__Aim of the exercise__
Can you edit these lines so that "integer pixel coords" is replaced by "whole-number pixel coordinates" and everything else stays the same?

(Bounding box annotation entries)

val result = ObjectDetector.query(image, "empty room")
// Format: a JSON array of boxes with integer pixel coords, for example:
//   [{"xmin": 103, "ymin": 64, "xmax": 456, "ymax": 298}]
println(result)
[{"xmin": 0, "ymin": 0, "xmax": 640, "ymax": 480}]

__Solution below__
val result = ObjectDetector.query(image, "empty room")
// Format: a JSON array of boxes with whole-number pixel coordinates, for example:
//   [{"xmin": 103, "ymin": 64, "xmax": 456, "ymax": 298}]
println(result)
[{"xmin": 0, "ymin": 0, "xmax": 640, "ymax": 480}]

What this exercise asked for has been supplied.